-------- Page

# Tuskegee Airmen P-51C on her feet again.



## Bucksnort101 (May 8, 2009)

Rebuild of the Minnesota Wings P-51C Mustang commemorating the Tuskegee Airmen is back on her legs again. I was at the public unveiling of this aircraft several years ago, stood on the edge of the runway as she made low level passes for the small crowd. It was a beautiful sight. Unfortunately she crashed just over a year later (if memory serves me correctly), aircraft was nearly destroyed, and tragically the pilot and main supporter of the Red Tail Project, Don Hines was killed in the crash.
Several years later the project appear to be well on track to making this special P-51 airworthy again. Can't wait to see her in the air again.

The Red Tail Project


----------



## Soundbreaker Welch? (May 9, 2009)

Nice siggy Buck Snort!


----------



## evangilder (May 9, 2009)

Glad to see that one back in the air again!


----------



## Messy1 (May 9, 2009)

Looks great! thanks for the info! Looks like the plane is coming along nicely.


----------



## Micdrow (May 9, 2009)

Thats great news, here are a couple of pictures I had taken before it had crashed.


----------



## Bucksnort101 (May 11, 2009)

I remember that show Micdrow. Minnesota CAF Wings annual show at thier headquarters. Remember that DC-2 (I think) in the background. Seems to to me there was a Super Corsair in the Red and White Racing colors there as well that weekend.
Sure do miss those shows, nothing for a decent airshow in Minnesota for a while now.


----------



## ccheese (May 11, 2009)

It's always a good thing when another "warbird" get's back on her feet. 
Pretty soon she will be where she belongs...... back in the air.

Charles


----------



## Micdrow (May 13, 2009)

Bucksnort101 said:


> I remember that show Micdrow. Minnesota CAF Wings annual show at thier headquarters. Remember that DC-2 (I think) in the background. Seems to to me there was a Super Corsair in the Red and White Racing colors there as well that weekend.
> Sure do miss those shows, nothing for a decent airshow in Minnesota for a while now.



Sorry Bucksnort,

Never been to a CAF wings airshow. Those where taken at the EAA. Its pretty much the only airshow I get to and this may be the first time in 10 years I may miss it.


----------



## Bucksnort101 (May 14, 2009)

Wow, it looks just like a picture I took several years ago over at Fleming Field a few years back so I just assumed that's where it was. 
Never been to the EAA show, but will someday just not this year. Thunder over Michigan show is top on my list though.


----------

----------------
-------- Items

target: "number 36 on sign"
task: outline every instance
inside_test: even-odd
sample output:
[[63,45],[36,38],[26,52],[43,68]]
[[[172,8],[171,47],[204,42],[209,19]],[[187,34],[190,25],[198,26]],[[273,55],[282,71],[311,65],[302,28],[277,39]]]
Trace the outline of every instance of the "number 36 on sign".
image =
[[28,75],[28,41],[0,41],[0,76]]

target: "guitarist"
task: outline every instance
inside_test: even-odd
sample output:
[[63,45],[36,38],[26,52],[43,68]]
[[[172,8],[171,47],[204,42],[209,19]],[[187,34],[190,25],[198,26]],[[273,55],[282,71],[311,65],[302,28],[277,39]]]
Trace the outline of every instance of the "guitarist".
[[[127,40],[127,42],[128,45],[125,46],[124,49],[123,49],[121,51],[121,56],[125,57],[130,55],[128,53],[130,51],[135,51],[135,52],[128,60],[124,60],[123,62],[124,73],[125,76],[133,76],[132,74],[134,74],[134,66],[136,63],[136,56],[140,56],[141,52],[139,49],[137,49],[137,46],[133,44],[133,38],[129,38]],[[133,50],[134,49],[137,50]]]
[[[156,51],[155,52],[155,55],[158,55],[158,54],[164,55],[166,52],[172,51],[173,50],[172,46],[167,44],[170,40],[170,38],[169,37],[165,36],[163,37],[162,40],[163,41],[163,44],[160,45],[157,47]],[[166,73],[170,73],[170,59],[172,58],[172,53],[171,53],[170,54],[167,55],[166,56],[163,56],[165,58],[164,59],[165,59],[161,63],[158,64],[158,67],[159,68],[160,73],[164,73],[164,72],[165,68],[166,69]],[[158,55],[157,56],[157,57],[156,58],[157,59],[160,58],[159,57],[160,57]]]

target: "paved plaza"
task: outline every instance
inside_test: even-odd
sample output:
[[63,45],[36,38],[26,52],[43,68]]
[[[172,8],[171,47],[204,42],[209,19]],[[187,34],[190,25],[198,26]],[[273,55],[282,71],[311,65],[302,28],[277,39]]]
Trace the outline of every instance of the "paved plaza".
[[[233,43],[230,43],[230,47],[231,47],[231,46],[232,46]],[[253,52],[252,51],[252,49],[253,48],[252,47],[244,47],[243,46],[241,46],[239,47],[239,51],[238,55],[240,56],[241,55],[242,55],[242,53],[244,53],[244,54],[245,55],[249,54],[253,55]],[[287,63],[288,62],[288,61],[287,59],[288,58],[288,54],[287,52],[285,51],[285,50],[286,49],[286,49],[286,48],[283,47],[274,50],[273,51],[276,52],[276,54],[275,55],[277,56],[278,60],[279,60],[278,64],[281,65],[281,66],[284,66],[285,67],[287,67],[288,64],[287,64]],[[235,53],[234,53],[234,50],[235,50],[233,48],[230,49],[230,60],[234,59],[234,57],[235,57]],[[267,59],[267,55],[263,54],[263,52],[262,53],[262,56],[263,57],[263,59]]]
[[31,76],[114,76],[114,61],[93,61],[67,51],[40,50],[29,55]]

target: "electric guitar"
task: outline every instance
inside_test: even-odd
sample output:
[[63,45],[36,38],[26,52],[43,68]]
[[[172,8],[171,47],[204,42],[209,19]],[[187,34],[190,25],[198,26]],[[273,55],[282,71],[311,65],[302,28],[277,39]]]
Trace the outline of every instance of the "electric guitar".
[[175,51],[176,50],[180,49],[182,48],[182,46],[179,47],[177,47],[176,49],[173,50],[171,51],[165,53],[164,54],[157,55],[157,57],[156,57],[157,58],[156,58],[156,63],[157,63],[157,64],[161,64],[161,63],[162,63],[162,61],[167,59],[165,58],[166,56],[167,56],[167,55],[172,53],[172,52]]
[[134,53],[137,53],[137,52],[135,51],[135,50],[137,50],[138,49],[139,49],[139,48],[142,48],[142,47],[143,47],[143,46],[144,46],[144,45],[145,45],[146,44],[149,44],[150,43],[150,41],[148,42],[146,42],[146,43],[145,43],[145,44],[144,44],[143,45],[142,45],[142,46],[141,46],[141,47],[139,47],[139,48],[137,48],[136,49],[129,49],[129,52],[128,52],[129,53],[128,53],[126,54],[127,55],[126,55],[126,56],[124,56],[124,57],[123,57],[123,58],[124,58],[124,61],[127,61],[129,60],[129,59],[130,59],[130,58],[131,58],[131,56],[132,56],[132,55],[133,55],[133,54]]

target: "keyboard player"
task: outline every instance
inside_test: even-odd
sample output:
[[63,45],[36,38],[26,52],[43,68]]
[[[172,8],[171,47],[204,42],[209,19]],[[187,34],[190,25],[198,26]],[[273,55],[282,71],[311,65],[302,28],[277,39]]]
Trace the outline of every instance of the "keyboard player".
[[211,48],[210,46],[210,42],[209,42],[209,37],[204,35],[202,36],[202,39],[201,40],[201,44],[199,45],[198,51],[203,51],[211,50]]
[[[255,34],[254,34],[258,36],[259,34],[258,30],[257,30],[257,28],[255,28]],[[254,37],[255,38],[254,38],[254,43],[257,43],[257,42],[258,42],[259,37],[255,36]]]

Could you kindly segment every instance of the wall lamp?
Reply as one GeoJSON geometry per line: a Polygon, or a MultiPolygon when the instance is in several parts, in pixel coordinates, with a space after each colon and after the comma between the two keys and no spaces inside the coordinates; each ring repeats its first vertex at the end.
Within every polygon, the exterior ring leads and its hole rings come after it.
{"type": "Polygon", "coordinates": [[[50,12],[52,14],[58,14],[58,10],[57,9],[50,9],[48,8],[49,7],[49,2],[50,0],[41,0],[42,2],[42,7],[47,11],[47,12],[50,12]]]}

----------------

## To be done:
**A.** Rewrite the stretch of the P-51C thread from "## Bucksnort101 (May 8, 2009)" through "in the crash.", swapping "runway" for "airstrip".
**B.** According to the P-51C thread, who was killed when the aircraft crashed?
These items are separate material and have no tie to the thread about the P-51C.

## Solutions for each task:
**A.**
## Bucksnort101 (May 8, 2009)

Rebuild of the Minnesota Wings P-51C Mustang commemorating the Tuskegee Airmen is back on her legs again. I was at the public unveiling of this aircraft several years ago, stood on the edge of the airstrip as she made low level passes for the small crowd. It was a beautiful sight. Unfortunately she crashed just over a year later (if memory serves me correctly), aircraft was nearly destroyed, and tragically the pilot and main supporter of the Red Tail Project, Don Hines was killed in the crash.

**B.** Don Hines, the pilot and main supporter of the Red Tail Project.